**Exercise requirements**: Line tally for the word "point": count the lines below that contain it and reply with the number alone.

**Data for this task**:
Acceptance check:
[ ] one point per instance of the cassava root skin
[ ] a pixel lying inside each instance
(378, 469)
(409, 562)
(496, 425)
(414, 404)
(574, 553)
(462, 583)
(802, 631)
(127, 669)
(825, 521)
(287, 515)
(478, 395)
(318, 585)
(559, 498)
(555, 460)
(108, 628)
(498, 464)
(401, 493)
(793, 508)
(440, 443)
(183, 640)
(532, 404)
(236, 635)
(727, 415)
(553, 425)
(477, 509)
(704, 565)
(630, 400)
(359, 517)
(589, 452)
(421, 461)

---

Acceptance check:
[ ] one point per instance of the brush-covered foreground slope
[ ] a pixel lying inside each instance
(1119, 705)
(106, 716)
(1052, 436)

==

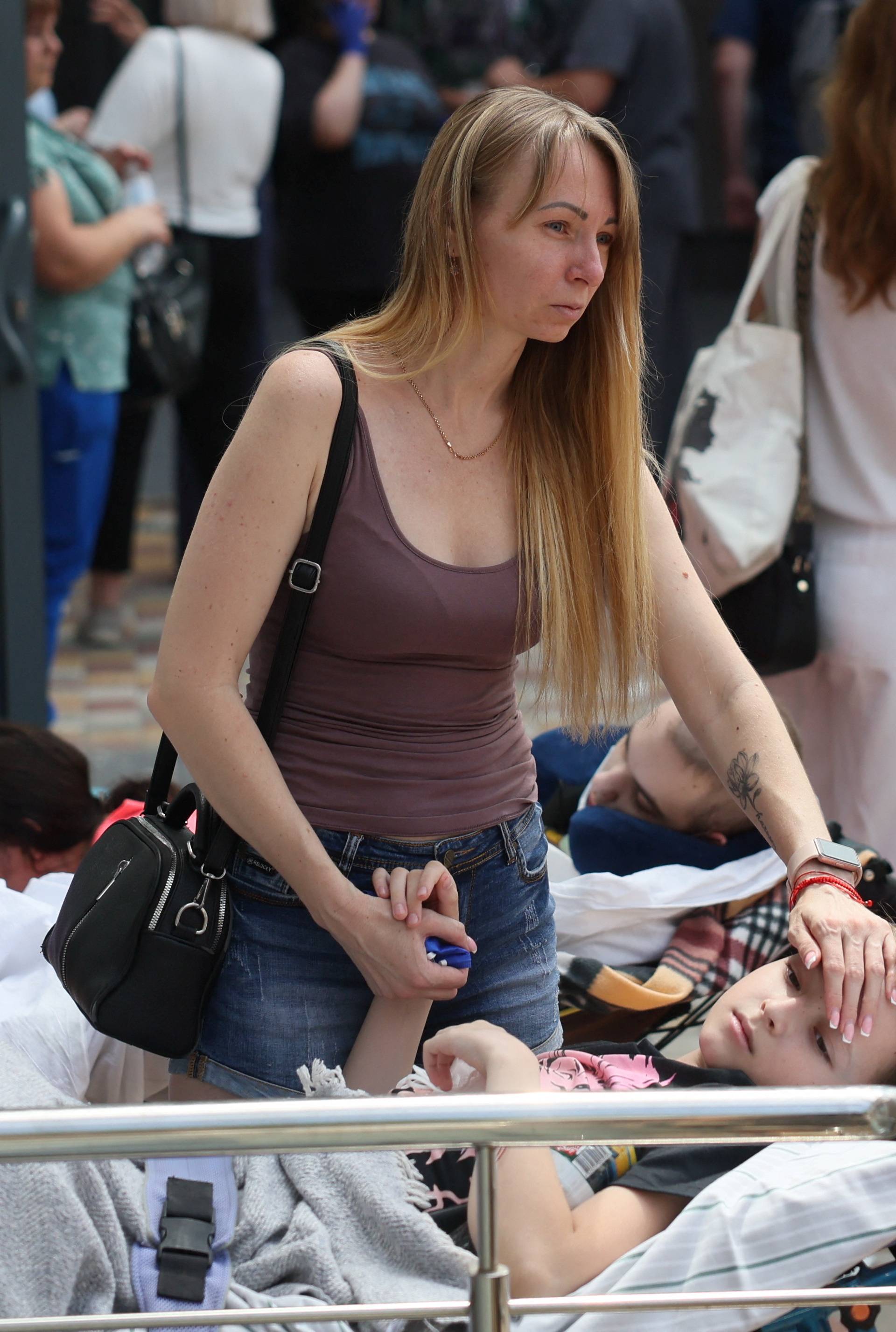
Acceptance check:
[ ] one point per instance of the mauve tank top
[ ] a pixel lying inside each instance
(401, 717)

**Exercise solution**: 3